# PROBLEM
Transcribe every entry precisely, omitting nothing.

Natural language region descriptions
>>>
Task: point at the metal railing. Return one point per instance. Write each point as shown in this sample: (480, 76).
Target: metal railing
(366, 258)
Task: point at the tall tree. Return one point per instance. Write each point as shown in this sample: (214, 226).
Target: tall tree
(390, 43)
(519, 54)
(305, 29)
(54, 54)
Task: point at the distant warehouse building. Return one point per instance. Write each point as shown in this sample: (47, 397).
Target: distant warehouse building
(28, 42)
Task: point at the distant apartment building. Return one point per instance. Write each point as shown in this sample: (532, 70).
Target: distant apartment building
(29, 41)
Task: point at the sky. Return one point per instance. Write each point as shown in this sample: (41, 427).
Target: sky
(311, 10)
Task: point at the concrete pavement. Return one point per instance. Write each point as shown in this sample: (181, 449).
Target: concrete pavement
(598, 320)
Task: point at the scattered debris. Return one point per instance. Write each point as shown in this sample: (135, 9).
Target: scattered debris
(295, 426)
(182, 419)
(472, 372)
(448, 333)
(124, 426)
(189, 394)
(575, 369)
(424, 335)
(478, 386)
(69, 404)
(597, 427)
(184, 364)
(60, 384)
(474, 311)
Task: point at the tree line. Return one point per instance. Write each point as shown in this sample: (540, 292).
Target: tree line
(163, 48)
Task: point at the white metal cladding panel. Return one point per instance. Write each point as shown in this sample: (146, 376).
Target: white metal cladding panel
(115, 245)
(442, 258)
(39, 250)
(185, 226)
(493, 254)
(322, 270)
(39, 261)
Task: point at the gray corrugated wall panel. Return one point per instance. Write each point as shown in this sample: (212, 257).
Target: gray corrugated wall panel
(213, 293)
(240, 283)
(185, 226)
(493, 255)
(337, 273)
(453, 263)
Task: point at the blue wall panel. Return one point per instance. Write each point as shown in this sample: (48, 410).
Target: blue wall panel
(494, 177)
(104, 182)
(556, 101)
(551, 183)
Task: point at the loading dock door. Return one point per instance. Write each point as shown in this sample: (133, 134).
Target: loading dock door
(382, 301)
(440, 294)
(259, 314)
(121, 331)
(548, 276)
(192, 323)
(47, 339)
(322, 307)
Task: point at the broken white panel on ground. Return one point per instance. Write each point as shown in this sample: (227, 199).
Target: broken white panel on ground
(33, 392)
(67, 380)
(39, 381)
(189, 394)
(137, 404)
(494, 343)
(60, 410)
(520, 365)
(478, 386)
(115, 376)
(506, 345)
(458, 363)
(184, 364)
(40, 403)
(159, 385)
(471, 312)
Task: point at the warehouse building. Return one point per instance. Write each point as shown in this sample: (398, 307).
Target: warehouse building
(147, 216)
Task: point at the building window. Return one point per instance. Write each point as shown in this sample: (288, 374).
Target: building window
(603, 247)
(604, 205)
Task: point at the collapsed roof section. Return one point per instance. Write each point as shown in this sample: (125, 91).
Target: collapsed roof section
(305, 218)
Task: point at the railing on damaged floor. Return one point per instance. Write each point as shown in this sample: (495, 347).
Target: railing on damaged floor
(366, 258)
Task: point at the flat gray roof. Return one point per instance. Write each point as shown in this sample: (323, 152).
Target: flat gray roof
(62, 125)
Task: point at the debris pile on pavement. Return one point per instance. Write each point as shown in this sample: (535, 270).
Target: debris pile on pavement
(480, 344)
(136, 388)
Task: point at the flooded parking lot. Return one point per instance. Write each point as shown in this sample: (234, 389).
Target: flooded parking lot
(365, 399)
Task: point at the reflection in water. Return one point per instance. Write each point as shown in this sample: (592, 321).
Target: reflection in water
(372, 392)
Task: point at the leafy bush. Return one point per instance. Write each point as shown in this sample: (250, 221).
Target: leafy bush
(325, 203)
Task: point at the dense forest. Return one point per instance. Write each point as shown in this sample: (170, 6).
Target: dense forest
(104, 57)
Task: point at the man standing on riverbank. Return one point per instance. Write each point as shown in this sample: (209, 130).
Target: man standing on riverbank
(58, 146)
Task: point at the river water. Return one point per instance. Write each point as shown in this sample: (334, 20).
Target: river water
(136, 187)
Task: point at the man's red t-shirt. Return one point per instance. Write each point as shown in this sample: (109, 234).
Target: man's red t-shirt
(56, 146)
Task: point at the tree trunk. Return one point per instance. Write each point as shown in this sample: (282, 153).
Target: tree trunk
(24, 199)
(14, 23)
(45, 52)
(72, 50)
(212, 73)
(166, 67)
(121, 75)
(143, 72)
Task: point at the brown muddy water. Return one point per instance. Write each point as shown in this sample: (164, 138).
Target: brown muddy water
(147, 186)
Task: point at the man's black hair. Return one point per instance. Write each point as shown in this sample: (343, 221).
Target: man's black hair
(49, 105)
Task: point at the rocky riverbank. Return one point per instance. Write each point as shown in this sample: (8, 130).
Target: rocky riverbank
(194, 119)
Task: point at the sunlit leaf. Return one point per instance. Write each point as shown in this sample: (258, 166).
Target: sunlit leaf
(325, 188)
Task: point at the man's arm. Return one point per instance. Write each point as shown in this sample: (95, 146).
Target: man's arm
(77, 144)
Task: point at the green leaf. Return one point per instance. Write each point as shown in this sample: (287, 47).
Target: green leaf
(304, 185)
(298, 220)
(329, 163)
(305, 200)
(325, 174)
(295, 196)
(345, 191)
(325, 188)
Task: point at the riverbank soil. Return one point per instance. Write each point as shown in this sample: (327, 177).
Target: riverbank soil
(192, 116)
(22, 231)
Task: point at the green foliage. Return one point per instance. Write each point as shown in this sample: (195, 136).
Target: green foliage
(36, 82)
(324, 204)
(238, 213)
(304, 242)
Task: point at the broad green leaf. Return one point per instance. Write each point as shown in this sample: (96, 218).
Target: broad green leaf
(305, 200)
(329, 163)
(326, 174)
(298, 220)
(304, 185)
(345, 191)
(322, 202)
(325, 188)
<<<
# EXERCISE OUTPUT
Task: point at the metal railing. Return one point per instance. Write each point as shown in this sample: (480, 76).
Target: metal railing
(366, 258)
Task: point at the tall tree. Return one point per instance. Write each point as shown in this sample: (214, 226).
Target: tall tree
(390, 43)
(519, 54)
(305, 29)
(54, 54)
Task: point at the distant warehouse building. Return one point per instance. Write each point as shown in this sample: (47, 397).
Target: distant warehouse building
(28, 42)
Task: point at the distant apartment building. Return one point per instance. Write each point as shown in this sample: (532, 70).
Target: distant apartment building
(29, 41)
Task: point at the sky. Return one point per instance. Write each point as shown in this sample: (41, 427).
Target: sky
(311, 10)
Task: point at the concrete pavement. Return one point per instance. Write each point as shown in this sample: (181, 449).
Target: concrete pavement
(598, 320)
Task: point at the scattered debris. Return one point per instance. Write each point as shown in this sample: (135, 9).
Target: scattered debris
(295, 426)
(182, 419)
(472, 372)
(448, 333)
(124, 426)
(189, 394)
(575, 369)
(424, 335)
(478, 386)
(69, 404)
(597, 427)
(184, 364)
(60, 384)
(474, 311)
Task: point at the tree line. Return one point per instance. Write each point as shown in this sample: (540, 292).
Target: tree line
(163, 48)
Task: point at the white metal cladding panel. Return one point per instance. Write each point as shown in this sample: (146, 376).
Target: white metal cladding panel
(115, 245)
(442, 258)
(39, 250)
(185, 226)
(493, 254)
(322, 270)
(39, 261)
Task: point at the gray corrugated wall panel. Return one point per instance. Write each point as shown in this sample: (212, 257).
Target: gray corrugated wall panel
(213, 293)
(240, 283)
(185, 226)
(493, 255)
(337, 273)
(453, 263)
Task: point at the blue wall panel. Return one point per instance. Write each point as shown in this sample: (48, 410).
Target: blue wall panel
(494, 177)
(104, 182)
(556, 101)
(551, 183)
Task: point at the loading dock door. Return one point per instance. Write each point as shown in this sample: (133, 134).
Target: loading dock door
(382, 301)
(440, 294)
(259, 314)
(121, 331)
(548, 276)
(192, 323)
(47, 339)
(322, 307)
Task: point at the broken white panel on ground. Return one point per instance. Write each point as shown in this sample: (227, 199).
Target: broken white panel on ground
(33, 392)
(67, 380)
(39, 381)
(189, 394)
(137, 404)
(494, 343)
(60, 410)
(520, 365)
(478, 386)
(115, 376)
(506, 345)
(458, 363)
(184, 364)
(40, 403)
(159, 385)
(471, 312)
Task: point at the warehouse building. Return one point per instance. Write each point as shown in this sample: (398, 307).
Target: warehouse building
(147, 216)
Task: point at the building window. Return one point per instance. Write each point as shown in this sample: (288, 374).
Target: building window
(603, 247)
(604, 205)
Task: point at the collapsed roof section. Return one point per instance. Write each point as shown in this sample: (125, 91).
Target: collapsed roof section
(305, 218)
Task: point at the railing on damaged floor. Return one point per instance. Write each point as shown in this sample: (495, 347).
Target: railing on damaged floor
(366, 258)
Task: point at the flat gray roof. Return one point per instance. Write each point as shown in this sample: (323, 152).
Target: flat gray roof
(62, 125)
Task: point at the debris pile on pavement. Return one point per instance. Write each point as shown in this sample: (535, 270).
Target: debris pile on pavement
(480, 344)
(136, 388)
Task: point at the flooded parking lot. Return one point per instance. Write each point as shown in this sample: (234, 389).
Target: flooded parking lot
(365, 399)
Task: point at the reflection in water. Return one point per instance. Write each point as shown in this sample: (592, 321).
Target: reflection in water
(372, 392)
Task: point at the leafy bush. Return one point per instance. Write each point as shown in this sample: (250, 221).
Target: leafy bush
(325, 203)
Task: point at the dense forest. Return one point per instance. Write each point as shown in this sample: (170, 6).
Target: dense forest
(104, 57)
Task: point at the man standing on riverbank. Return one point per instance. Write each point as shown in this sample: (209, 130).
Target: man standing on riverbank
(58, 146)
Task: point at the river water. Return one point per instance. Write each point as shown in this sample: (334, 20).
Target: river water
(136, 187)
Task: point at the man's red t-shirt. Return one point per instance. Write each point as shown in this sample: (109, 234).
Target: man's red t-shirt
(56, 146)
Task: point at the tree trunk. Return one point per instance. Write each point as shown in this sample: (282, 153).
Target: tree trunk
(24, 199)
(14, 23)
(45, 52)
(72, 50)
(212, 73)
(166, 67)
(121, 75)
(143, 72)
Task: point at the brown muddy water. Return one point per instance. Write each point as shown in this sample: (164, 138).
Target: brown muddy water
(147, 186)
Task: point at the man's black hair. Return one point per instance. Write each point as shown in this sample: (343, 221).
Target: man's black hair
(49, 105)
Task: point at the rocky riverbank. Return one point per instance. Write each point as shown in this sample: (8, 130).
Target: rocky riverbank
(194, 119)
Task: point at the sunlit leaf. Return one point per instance. Write each point as shown in this sample: (258, 166).
Target: sunlit leaf
(325, 188)
Task: point at the man's arm. Return one point per instance. Write each point as shown in this sample: (95, 146).
Target: man's arm
(77, 144)
Task: point at the green leaf. Return one point per instance. Write each point as shown in this sample: (287, 47).
Target: green leaf
(304, 185)
(298, 220)
(329, 163)
(305, 200)
(325, 174)
(295, 196)
(345, 191)
(325, 188)
Task: point at the riverbank soil. Return one point per instance. Write each point as shown in this sample: (327, 177).
Target: riverbank soil
(192, 116)
(22, 231)
Task: point at the green foliage. Return one point per instance. Write each point as shown in this sample: (195, 136).
Target: green foliage
(36, 82)
(324, 204)
(238, 213)
(304, 242)
Task: point at the broad green leaf. Return one point per instance. Write each point as shown in this sample: (96, 218).
Target: broad green leaf
(305, 200)
(329, 163)
(326, 174)
(298, 220)
(304, 185)
(345, 191)
(322, 202)
(325, 188)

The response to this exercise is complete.